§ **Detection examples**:
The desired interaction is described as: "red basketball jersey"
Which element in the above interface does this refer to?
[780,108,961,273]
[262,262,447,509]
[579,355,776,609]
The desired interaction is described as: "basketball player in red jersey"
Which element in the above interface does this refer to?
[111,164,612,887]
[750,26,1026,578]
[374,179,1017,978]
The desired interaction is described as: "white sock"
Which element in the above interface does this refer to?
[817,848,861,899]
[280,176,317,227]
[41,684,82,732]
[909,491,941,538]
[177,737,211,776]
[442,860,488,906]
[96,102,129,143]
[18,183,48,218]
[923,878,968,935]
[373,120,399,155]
---
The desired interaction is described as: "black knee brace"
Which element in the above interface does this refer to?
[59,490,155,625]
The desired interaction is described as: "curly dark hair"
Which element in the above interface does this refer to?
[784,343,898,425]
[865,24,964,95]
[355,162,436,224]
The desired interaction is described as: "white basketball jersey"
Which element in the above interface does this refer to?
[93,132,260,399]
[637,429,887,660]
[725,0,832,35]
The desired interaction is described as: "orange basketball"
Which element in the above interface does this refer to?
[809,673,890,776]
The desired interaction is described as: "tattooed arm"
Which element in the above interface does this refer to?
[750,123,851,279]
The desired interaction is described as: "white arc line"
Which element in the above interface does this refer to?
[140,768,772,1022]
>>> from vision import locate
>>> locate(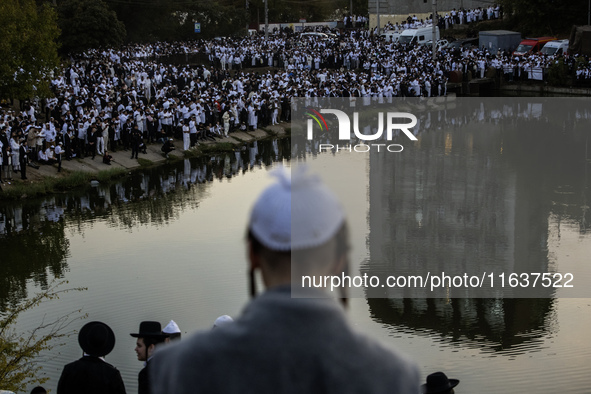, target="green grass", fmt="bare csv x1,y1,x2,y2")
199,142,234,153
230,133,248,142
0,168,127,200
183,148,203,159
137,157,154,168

§ **WHAT TO DO**: How many lines in the entries above contain the word "basketball", with case counting? Give only the number.

§ **RESPONSE BELOW**: 4